··· WORKING DATA
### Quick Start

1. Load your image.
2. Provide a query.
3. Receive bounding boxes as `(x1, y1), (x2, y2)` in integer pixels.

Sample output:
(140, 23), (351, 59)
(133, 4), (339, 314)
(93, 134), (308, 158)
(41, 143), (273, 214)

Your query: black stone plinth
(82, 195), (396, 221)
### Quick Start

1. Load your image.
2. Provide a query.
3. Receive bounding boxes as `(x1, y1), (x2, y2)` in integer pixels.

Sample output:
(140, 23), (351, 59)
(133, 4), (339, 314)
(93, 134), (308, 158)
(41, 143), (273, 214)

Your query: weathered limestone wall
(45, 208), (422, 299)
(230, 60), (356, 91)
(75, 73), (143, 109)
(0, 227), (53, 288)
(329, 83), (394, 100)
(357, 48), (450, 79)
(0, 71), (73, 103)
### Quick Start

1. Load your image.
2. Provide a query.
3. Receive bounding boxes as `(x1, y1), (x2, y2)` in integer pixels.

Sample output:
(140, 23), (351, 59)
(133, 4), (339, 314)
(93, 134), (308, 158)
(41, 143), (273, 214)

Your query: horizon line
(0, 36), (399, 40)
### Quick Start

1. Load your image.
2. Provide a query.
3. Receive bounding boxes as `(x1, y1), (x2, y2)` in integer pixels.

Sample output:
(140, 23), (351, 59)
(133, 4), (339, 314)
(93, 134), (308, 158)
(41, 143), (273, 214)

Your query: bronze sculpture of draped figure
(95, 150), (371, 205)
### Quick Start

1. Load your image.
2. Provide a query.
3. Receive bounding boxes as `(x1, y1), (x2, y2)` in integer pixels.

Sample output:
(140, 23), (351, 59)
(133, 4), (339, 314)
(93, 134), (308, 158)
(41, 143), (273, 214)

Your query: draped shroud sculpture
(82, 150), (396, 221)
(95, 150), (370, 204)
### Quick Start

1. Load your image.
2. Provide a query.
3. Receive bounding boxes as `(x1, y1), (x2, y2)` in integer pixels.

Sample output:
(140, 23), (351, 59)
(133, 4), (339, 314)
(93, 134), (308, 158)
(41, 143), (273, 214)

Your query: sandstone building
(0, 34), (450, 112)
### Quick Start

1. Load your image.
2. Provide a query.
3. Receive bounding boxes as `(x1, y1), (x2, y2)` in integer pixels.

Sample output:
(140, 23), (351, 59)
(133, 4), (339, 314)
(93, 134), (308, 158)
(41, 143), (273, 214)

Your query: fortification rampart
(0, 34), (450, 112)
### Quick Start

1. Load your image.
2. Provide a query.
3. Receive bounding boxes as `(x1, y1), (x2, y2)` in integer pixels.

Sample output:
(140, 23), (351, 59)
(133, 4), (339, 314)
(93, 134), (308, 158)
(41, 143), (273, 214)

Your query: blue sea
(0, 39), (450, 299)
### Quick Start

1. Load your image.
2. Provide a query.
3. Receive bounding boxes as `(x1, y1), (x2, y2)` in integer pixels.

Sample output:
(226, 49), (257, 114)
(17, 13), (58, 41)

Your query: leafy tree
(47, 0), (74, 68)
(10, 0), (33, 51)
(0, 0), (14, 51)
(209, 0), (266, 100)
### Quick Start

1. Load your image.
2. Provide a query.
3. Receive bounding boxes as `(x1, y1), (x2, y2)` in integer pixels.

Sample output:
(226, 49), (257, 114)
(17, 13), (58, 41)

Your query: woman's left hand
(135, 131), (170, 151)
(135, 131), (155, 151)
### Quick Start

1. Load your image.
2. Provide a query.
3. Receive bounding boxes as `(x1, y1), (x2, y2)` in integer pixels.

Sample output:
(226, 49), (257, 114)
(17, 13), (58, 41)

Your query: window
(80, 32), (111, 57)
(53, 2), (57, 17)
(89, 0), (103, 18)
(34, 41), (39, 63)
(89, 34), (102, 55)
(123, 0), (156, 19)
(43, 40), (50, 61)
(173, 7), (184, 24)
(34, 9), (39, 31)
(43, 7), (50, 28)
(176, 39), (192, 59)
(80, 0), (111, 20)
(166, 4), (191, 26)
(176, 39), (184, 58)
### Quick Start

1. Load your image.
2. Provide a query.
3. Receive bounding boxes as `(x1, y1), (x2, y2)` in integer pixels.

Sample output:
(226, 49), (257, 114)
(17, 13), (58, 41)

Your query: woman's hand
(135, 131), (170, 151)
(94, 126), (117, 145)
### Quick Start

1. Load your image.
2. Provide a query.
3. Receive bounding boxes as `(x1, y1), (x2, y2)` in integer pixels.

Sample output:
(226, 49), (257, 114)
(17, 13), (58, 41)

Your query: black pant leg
······
## TO BE DONE
Rescale the stretch of material above from its start through the line containing "(0, 36), (399, 40)", both ends included, and give those lines again in full with the requests kept. Multiply every coordinate in the answers by 1.45 and round to whole numbers, halves up, leaving the requests and their sample outputs unchanged.

## EXERCISE RESPONSE
### Quick Start

1. Load your image.
2. Provide a query.
3. Receive bounding boxes as `(x1, y1), (x2, y2)` in integer pixels.

Sample output:
(140, 23), (351, 59)
(133, 4), (339, 314)
(93, 134), (308, 158)
(41, 143), (273, 214)

Your query: black stone plinth
(119, 283), (574, 320)
### Quick Start

1. Load your image.
2. Provide a query.
3. Receive bounding boxes as `(x1, y1), (x2, y2)` in integer pixels.

Sample output:
(140, 23), (351, 59)
(133, 4), (339, 314)
(93, 134), (308, 158)
(41, 143), (273, 214)

Your query: weathered limestone wall
(65, 302), (612, 434)
(334, 87), (516, 132)
(109, 106), (207, 158)
(0, 329), (77, 418)
(477, 120), (571, 145)
(518, 70), (653, 115)
(0, 103), (106, 149)
### Quick Start

1. Load your image.
2. Provide a query.
3. Receive bounding boxes as `(x1, y1), (x2, y2)` in integer pixels.

Sample output:
(140, 23), (351, 59)
(133, 4), (339, 314)
(93, 134), (308, 158)
(41, 143), (273, 214)

Your query: horizon line
(0, 52), (579, 58)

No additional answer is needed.